**Apply what you read**:
1 – Name every person mentioned by name in the passage about the 2016 rhinoceros auklet deaths.
2 – Sum up the passage about the 2016 rhinoceros auklet deaths in two sentences.
3 – According to the passage about the 2016 rhinoceros auklet deaths, how many dead rhinoceros auklets were found in Victoria, British Columbia?

**Supplied passage**:
========================================================================

In 2016, Rhinoceros Auklets started dying suddenly, a mystery that baffles scientists to this day. It could be either because of food shortages, or an airborne disease that appeared around the same time.

On a calm summer day in 2016 near Port Townsend, Washington, Scott Pearson, a seabird researcher for the Washington Department of Fish and Wildlife, walked across the beach scouting out rhinoceros auklet birds. About 50 meters ahead, where a small break divided the waves, Pearson discovered a dead bird. Its small black body was peppered with sand, damp from the crashing waves. As Pearson picked up the bird, its head fell back, lifeless. This bird was not alone. Later that year, dozens more would be found, a warning sign of something sinister and unknown.

On the job, Pearson sees dead birds all the time. But during this event he was shocked by the scale.

Around 400 bird corpses washed ashore in the eastern part of the Strait of Juan de Fuca in Washington state, but Pearson estimated that there were many more deaths. In Victoria, British Columbia, about 100 dead rhinoceros auklets were also found between May 22 and July 27, 2016, in 29 different locations.

“It was unnerving when you see that many birds die.” Pearson said.

In a two month period, hundreds of rhinoceros auklets died suddenly. Researchers are scrambling to explain the phenomena, but the causes of the mass-mortality event are still unclear. A likely culprit may be starvation due to food shortages, but other experts believe the cause could be a mysterious bacterium which disappeared virtually overnight.

In the winter of 2014, a massive area of warm water, known as “the blob,” struck the Gulf of Alaska, increasing temperatures by as much as 3 degrees Celsius. The warmer water caused prey like plankton and fish to temporarily relocate, making them harder for predators to find. These changes affected the whole ecosystem.

Peter Hodum, a biology professor at the University of Puget Sound, believes there was something unusual happening with food availability. Data from Protection Island, which is in the Strait of Juan de Fuca, showed very small amounts of food in bill loads that the birds brought back to their chicks.

“It could be that the heat wave took out the food web and they all starved, or that they got the disease,” Pearson said.

Analysts are also determining if the deaths could have been caused by airborne diseases or other pollutants in the environment that may be affecting the food web, said Hillary Burgess, executive director of the Coastal Observation and Seabird Survey Team.

“Basically they’re doing a CSI investigation about why the bird is dying,” Burgess said.

========================================================================

**Study material**:

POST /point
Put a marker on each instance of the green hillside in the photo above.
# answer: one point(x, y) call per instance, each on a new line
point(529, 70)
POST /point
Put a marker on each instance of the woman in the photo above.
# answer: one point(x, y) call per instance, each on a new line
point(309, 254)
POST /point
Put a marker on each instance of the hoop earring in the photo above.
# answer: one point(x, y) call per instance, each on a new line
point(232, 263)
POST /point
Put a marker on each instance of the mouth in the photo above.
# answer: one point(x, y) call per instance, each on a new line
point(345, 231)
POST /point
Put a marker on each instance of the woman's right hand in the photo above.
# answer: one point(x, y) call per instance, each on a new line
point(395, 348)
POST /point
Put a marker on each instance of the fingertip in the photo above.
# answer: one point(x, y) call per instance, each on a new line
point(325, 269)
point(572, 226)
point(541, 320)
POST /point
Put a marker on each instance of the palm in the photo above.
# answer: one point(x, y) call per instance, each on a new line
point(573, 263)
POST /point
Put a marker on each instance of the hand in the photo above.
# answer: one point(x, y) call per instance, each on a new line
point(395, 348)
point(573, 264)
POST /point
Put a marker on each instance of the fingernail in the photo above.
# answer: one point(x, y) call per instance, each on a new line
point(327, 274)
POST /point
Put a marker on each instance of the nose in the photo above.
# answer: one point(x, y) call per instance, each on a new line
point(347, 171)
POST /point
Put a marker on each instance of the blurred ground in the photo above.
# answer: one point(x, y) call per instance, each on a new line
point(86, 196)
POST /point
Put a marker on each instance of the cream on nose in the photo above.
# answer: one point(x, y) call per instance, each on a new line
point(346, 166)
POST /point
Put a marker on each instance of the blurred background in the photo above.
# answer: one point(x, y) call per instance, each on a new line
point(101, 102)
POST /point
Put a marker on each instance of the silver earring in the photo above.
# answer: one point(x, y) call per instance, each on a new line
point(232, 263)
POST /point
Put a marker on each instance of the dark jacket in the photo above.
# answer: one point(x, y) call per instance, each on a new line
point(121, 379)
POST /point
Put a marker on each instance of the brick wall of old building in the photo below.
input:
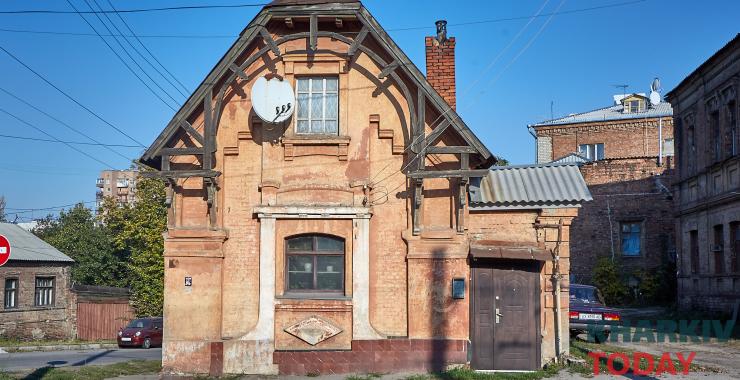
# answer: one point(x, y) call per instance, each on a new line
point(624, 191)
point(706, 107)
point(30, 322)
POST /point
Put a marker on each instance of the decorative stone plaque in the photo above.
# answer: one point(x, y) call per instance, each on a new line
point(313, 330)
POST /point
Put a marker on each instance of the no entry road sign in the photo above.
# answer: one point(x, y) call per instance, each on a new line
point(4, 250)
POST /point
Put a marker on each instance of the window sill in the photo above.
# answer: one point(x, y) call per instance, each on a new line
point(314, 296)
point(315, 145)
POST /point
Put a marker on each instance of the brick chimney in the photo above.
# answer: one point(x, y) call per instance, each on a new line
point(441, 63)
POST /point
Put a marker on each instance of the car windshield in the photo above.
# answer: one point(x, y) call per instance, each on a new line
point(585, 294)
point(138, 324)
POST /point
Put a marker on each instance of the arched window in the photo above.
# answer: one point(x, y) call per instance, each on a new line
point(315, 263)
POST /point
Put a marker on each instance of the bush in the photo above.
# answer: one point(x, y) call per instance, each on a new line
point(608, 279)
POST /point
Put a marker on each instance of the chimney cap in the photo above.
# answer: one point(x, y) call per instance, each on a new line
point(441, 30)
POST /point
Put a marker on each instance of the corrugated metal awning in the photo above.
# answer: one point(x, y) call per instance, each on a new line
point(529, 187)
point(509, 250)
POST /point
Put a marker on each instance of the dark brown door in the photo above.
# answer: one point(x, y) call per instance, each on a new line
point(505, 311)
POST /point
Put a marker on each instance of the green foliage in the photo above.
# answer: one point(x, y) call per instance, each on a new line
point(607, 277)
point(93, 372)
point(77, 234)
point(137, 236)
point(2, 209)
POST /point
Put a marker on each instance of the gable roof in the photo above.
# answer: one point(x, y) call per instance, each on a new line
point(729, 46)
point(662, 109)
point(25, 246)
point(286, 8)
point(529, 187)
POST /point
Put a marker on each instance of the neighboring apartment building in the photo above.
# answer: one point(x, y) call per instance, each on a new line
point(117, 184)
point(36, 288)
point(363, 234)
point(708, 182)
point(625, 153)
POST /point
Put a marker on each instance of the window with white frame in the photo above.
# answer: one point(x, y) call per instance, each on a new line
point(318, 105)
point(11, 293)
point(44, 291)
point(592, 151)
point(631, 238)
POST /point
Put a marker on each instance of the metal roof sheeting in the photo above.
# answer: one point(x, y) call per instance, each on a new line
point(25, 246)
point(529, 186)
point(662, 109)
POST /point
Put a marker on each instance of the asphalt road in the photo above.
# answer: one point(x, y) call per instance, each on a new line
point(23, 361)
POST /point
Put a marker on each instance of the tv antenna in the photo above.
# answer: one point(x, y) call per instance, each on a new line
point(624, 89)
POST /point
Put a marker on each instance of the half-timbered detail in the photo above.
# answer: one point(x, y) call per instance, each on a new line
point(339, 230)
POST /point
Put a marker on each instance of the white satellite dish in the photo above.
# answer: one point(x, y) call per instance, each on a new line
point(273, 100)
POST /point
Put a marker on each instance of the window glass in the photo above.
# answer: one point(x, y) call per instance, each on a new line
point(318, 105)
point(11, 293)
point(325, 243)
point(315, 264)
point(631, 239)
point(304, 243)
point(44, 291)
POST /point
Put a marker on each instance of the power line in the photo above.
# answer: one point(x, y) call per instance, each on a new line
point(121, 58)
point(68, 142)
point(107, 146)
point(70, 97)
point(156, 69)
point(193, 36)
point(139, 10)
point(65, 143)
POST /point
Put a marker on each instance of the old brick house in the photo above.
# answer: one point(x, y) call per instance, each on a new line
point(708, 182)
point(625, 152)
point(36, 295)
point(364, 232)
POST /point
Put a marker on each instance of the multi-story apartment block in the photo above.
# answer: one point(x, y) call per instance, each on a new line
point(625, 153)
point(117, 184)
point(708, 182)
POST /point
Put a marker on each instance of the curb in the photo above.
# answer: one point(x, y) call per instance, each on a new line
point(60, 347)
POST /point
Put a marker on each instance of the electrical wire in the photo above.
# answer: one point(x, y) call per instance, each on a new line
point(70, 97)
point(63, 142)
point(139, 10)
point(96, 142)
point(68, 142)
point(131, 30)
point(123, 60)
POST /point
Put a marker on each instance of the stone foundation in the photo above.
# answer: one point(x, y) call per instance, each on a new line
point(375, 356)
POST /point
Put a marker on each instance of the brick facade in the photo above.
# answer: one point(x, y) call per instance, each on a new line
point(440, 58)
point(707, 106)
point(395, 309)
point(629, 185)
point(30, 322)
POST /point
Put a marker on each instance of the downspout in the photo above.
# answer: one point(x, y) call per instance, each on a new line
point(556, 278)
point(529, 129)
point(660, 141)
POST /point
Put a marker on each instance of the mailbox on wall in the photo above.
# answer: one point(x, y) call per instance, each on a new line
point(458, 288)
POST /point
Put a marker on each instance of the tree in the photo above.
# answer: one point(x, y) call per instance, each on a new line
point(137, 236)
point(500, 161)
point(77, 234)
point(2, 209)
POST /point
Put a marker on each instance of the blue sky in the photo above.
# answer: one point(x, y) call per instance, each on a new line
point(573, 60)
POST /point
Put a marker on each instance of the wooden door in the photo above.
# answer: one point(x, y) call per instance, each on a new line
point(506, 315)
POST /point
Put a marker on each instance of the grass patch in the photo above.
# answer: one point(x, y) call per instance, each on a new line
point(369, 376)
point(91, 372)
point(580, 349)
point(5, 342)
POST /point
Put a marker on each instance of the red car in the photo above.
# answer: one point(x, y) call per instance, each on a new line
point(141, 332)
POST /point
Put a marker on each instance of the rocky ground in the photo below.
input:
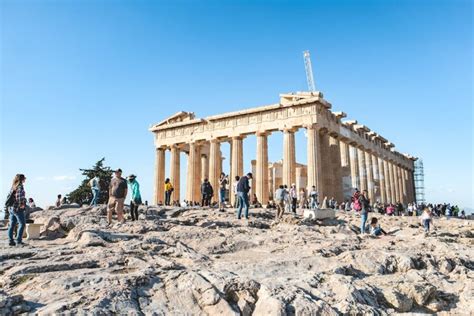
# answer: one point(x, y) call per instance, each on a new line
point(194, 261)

========================================================================

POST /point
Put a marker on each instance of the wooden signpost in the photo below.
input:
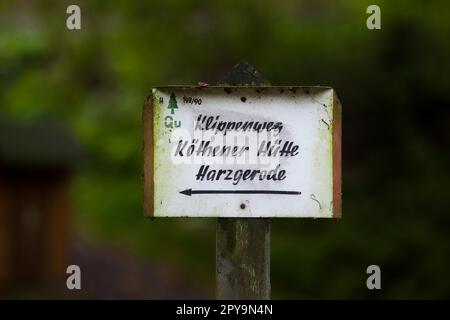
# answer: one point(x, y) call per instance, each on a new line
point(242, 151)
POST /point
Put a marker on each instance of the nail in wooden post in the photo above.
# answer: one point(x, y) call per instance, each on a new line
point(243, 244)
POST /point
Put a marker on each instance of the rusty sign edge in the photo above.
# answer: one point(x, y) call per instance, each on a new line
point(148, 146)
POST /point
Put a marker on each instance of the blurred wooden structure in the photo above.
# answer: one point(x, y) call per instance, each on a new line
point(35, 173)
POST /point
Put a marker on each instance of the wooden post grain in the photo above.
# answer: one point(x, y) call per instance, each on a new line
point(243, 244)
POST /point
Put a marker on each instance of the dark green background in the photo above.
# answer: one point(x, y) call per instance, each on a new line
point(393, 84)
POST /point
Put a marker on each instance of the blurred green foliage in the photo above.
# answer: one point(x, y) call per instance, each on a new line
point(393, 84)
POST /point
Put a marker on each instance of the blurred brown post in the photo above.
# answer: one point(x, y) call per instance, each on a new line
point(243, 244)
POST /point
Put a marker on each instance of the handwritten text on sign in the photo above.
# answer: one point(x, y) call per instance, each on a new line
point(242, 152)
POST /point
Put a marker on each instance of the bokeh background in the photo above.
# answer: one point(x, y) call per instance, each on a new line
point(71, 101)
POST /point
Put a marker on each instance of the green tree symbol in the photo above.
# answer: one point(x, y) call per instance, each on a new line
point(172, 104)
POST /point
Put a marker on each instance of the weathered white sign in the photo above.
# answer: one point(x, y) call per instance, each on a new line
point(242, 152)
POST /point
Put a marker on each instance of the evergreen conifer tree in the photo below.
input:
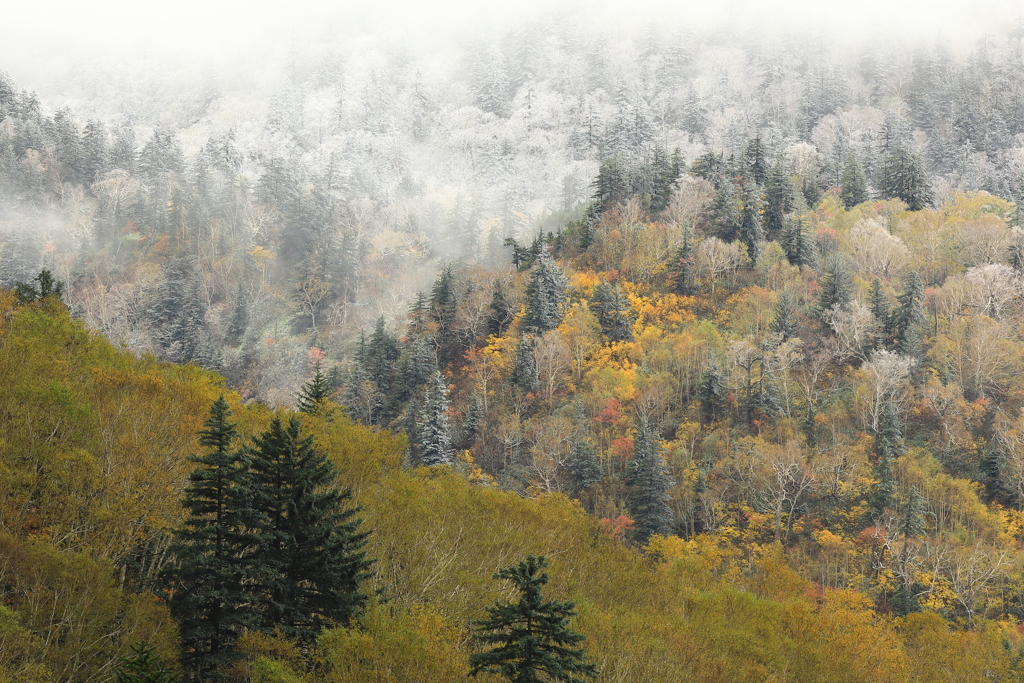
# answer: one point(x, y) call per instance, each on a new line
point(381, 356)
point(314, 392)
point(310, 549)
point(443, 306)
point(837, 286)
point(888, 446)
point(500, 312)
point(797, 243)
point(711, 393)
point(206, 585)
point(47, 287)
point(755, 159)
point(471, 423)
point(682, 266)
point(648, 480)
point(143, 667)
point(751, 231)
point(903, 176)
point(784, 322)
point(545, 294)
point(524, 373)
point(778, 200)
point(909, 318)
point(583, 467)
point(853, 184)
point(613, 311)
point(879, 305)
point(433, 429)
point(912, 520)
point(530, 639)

========================================================================

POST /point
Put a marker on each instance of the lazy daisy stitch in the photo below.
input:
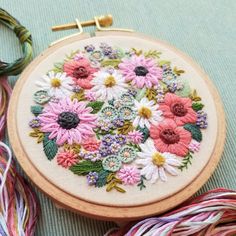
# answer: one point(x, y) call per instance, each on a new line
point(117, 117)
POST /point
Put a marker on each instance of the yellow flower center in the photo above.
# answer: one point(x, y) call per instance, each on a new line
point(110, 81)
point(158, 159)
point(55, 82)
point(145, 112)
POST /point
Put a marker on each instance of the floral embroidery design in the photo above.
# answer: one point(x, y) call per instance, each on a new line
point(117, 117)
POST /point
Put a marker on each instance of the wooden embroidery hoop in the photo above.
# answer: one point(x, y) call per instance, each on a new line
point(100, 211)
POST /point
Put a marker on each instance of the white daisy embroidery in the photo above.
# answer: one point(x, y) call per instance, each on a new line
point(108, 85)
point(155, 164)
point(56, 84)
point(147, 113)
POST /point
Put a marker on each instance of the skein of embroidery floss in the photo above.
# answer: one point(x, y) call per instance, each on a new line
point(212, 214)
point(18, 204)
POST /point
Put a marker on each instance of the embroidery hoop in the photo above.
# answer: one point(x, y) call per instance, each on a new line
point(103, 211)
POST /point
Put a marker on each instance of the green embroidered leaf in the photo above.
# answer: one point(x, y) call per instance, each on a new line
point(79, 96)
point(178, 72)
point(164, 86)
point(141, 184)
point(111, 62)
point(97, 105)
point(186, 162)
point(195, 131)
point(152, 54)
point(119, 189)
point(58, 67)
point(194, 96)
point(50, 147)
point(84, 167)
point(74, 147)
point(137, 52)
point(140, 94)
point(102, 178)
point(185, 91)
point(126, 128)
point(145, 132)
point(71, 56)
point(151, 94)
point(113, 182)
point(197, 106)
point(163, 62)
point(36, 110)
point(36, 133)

========================================================================

**Task-by-task outputs**:
1 – Scott Pearson, Peter Hodum, Hillary Burgess

2 – In 2016, hundreds of rhinoceros auklets died suddenly over about two months, with around 400 washing ashore in the eastern Strait of Juan de Fuca and about 100 found in Victoria, British Columbia. The cause is still unclear: researchers think the birds may have starved after a warm-water mass called "the blob" disrupted the food web, or they may have been killed by a disease.

3 – About 100, found between May 22 and July 27, 2016, in 29 different locations.